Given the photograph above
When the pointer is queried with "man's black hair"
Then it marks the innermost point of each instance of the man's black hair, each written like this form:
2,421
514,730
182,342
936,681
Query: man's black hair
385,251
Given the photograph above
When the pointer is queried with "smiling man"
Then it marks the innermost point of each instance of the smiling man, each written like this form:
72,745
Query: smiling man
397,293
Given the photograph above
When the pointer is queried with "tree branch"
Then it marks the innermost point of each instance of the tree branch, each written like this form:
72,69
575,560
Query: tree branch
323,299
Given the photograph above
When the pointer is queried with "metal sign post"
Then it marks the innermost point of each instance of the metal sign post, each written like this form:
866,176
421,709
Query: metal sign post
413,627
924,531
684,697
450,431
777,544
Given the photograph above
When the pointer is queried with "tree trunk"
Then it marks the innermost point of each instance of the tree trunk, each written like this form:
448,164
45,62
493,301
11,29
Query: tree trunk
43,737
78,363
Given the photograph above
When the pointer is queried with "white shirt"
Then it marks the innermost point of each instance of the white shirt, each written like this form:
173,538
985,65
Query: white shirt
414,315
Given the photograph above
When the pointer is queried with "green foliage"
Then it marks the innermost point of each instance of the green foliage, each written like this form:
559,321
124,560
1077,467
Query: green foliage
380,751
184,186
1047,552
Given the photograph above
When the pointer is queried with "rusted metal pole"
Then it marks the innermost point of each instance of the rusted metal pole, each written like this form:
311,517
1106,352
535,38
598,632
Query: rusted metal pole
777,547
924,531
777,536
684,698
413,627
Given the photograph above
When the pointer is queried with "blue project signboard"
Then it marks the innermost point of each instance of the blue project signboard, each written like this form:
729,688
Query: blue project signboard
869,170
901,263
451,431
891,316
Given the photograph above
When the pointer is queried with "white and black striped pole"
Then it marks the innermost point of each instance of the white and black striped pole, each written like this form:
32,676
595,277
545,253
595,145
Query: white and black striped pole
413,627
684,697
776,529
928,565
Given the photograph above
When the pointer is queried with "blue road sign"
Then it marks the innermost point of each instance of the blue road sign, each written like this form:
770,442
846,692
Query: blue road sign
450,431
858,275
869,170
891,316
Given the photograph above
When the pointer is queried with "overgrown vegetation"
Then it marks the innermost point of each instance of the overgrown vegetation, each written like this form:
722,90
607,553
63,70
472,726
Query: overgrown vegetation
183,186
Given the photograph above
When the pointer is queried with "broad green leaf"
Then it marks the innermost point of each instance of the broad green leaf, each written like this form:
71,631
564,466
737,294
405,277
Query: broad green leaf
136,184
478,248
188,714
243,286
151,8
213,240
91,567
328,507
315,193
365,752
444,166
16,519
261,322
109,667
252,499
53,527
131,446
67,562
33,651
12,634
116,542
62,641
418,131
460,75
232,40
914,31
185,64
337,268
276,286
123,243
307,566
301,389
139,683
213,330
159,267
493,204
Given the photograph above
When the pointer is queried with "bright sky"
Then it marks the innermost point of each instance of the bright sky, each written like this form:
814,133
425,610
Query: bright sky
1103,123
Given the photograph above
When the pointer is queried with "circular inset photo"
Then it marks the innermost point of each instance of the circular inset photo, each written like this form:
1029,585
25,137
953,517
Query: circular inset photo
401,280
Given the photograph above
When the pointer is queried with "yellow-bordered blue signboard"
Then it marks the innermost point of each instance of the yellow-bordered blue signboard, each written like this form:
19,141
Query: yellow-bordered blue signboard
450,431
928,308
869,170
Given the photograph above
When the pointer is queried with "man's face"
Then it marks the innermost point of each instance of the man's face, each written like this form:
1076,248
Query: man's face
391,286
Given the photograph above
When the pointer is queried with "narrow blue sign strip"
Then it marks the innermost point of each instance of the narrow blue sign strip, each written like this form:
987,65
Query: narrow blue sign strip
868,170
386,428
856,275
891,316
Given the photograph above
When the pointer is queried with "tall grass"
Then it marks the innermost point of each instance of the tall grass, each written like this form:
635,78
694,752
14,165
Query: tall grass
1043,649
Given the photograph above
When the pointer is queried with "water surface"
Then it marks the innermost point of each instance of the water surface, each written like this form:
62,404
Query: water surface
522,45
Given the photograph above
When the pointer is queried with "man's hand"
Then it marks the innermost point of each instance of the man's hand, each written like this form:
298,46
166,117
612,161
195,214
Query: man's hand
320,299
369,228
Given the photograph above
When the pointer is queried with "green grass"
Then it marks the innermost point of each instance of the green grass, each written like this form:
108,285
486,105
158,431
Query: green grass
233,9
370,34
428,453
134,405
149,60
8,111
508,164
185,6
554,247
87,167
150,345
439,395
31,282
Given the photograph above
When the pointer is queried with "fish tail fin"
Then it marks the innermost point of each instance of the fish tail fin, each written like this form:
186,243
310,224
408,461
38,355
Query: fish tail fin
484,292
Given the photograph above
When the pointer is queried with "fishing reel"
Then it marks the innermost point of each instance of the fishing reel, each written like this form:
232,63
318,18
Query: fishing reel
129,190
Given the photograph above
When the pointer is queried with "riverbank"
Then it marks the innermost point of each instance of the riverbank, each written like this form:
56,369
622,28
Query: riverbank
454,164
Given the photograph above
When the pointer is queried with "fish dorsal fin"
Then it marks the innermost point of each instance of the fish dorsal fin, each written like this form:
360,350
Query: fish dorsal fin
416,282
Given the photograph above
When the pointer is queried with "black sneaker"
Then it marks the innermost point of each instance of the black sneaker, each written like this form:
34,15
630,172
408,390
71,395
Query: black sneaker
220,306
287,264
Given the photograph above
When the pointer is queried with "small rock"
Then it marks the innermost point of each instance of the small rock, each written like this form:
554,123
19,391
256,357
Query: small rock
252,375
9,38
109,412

### Prompt
Please be sure to repeat every entry exactly.

### Written response
Given the photograph above
When the pointer is queried with "man's black hair"
Then it marks the innermost point of each instance of the man's black hair, each written like this form:
2,421
514,730
182,342
936,681
Query: man's black hair
385,251
Given the photograph above
When the pointer is queried with "smiling man"
Then it marks the innermost point of each instance of the smiling man, each written like this form:
72,745
Query: smiling man
397,293
Given the photograph above
When the pointer is queried with "tree branch"
Then it marks the innermost point of each instance of the tree branch, each written like this form:
72,69
575,560
Query: tree branch
323,299
Given the photograph above
When the pointer is queried with "metal sign post"
Then it marks the innermost point of each instance of the metal sign post, each written like this form:
866,176
421,709
Query: metal sign post
413,627
924,531
684,697
450,431
777,544
Given the photograph above
When the pointer is queried with "tree trunk"
Then it marks the innermost point of each instance of the tree trunk, each written like this form:
448,164
45,62
493,301
11,29
Query: tree trunk
43,737
78,363
Given the photograph above
When the pointer is queried with "white shirt"
Then it marks the innermost point of each instance of the white shirt, each written like this form:
173,538
985,65
Query: white shirt
414,315
Given the photograph above
When the pointer is queried with "green foliage"
Then it marks the innermost point of each instance of the green foliage, each written like this form:
559,321
124,560
1077,467
Query: green foliage
380,751
184,186
1047,552
Given the photograph above
When the pointer is queried with "rusted metal pole"
Then it marks the innermost point of each instance of the rusted metal pole, each written like this form:
311,517
1106,352
535,38
598,632
Query: rusted metal pole
777,547
924,531
777,536
684,698
413,627
Given the photograph above
When the pointer is queried with "blue project signboard"
Then it marks the innermost point of each instance of the blue project signboard, each written like this form:
729,688
Query: blue project signboard
869,170
901,263
451,431
891,316
Given the photograph above
When the pointer is queried with "white and black striped pole"
Then it marks the innermost point of each instance of the white and black striped pole, each written like this form:
32,676
595,277
545,253
595,145
Query: white and black striped pole
413,627
684,697
776,529
928,565
Given the photograph above
When the pointer is queried with "blue road sign"
Then it marks the innermost point of each instance of the blue road sign, each written like this form:
770,442
846,692
Query: blue road sign
450,431
858,275
869,170
891,316
Given the photograph above
When the pointer is queried with "overgrown vegetation"
Then it marks the innermost point of each instance of the overgrown vegetation, each written like this form:
722,90
607,553
63,70
472,726
Query: overgrown vegetation
183,186
Given the photograph above
When the pointer is queried with "broad green leaf"
Then it marks the innermost point of each instance of the broad green leaf, each written like this form:
71,631
564,466
737,294
405,277
Query: broad green leaf
136,184
478,248
188,714
243,286
151,8
213,240
91,567
328,507
315,193
365,752
444,166
16,519
261,322
109,667
252,499
53,527
131,446
67,562
33,651
12,634
116,542
62,641
418,131
460,75
232,40
914,31
185,64
337,268
276,286
123,243
307,566
301,389
139,683
213,330
159,267
493,204
Given the photograph above
When the pointer is queried with "bright sky"
Then it marks the innermost point of each instance of the bright sky, each written like this form:
814,133
425,610
Query: bright sky
1103,123
Given the photograph above
When the pointer is queried with "circular inset photo"
Then it marks the innermost point of each instance of the circular inset photo, each written like this form:
1029,585
25,137
953,517
Query: circular inset photo
401,280
Given the photograph above
When the pointer is queried with "yellow-bordered blue signboard"
Then it marks the innermost point of each instance of the yellow-bordered blue signboard, each written like this form:
19,141
Query: yellow-bordered blue signboard
450,431
928,308
869,170
Given the photograph above
When the pointer is queried with "man's face"
Then it marks the innermost point of each instance of the man's face, each written like this form:
1076,248
Query: man's face
391,286
Given the photograph above
When the pointer is queried with "narrow blue sign strip"
Then it marks the innermost point of each instance of the narrow blue sign strip, each written like this form:
987,65
Query: narrow blue sign strip
868,170
386,428
856,275
891,316
Given the photograph above
When the pointer is queried with "tall grass"
Then it marks the innermost point of each instance of the tall grass, each written like this form:
635,78
694,752
14,165
Query: tall grass
1043,649
Given the photograph above
When the pointer is queried with "water surface"
Then it marks the innermost point of each instance of the water surface, each written like this form:
62,404
Query: water surface
522,45
Given the photograph above
When the pointer is queried with "man's hand"
Then it marks the innermost point of each instance of the man's hand, each written like this form:
298,46
166,117
612,161
195,214
Query: man's hand
320,299
369,228
Given the photograph above
When the pointer is queried with "green grass"
Then it marks the innermost point of each instance of the green grass, each written like this form:
108,285
486,105
158,431
Query: green grass
233,9
370,34
428,453
134,405
149,60
8,111
508,164
185,6
554,247
87,167
150,345
439,395
31,282
Given the photograph above
When the pointer is queried with "fish tail fin"
Then it marks the innermost point of each instance of the fish tail fin, each written like this form:
186,243
310,224
408,461
38,355
Query: fish tail fin
484,292
Given the photograph above
When the pointer is queried with "fishing reel"
Then it marks the innermost point of each instance of the fishing reel, each written like this form:
232,63
318,18
Query: fishing reel
129,190
Given the photograph above
When the pointer is queried with "riverbank"
Then it marks the innermost point of each instance of the riverbank, each written like this form:
56,369
622,28
Query: riverbank
454,164
Given the photograph above
When the pointer is queried with "fish dorsal fin"
Then it marks the innermost point of each instance of the fish dorsal fin, each written like this form:
360,350
Query: fish dorsal fin
416,282
Given the photograph above
When the pointer is queried with "black sneaker"
Then it marks the innermost point of each instance of the black sneaker, each written like this form:
34,15
630,172
408,390
71,395
Query: black sneaker
220,306
287,264
Given the photograph above
When the pointer is queried with "small rock"
Then it marks the innermost point of each instance of the small rock, each written like this form:
554,123
19,391
256,357
Query: small rock
252,375
9,38
109,412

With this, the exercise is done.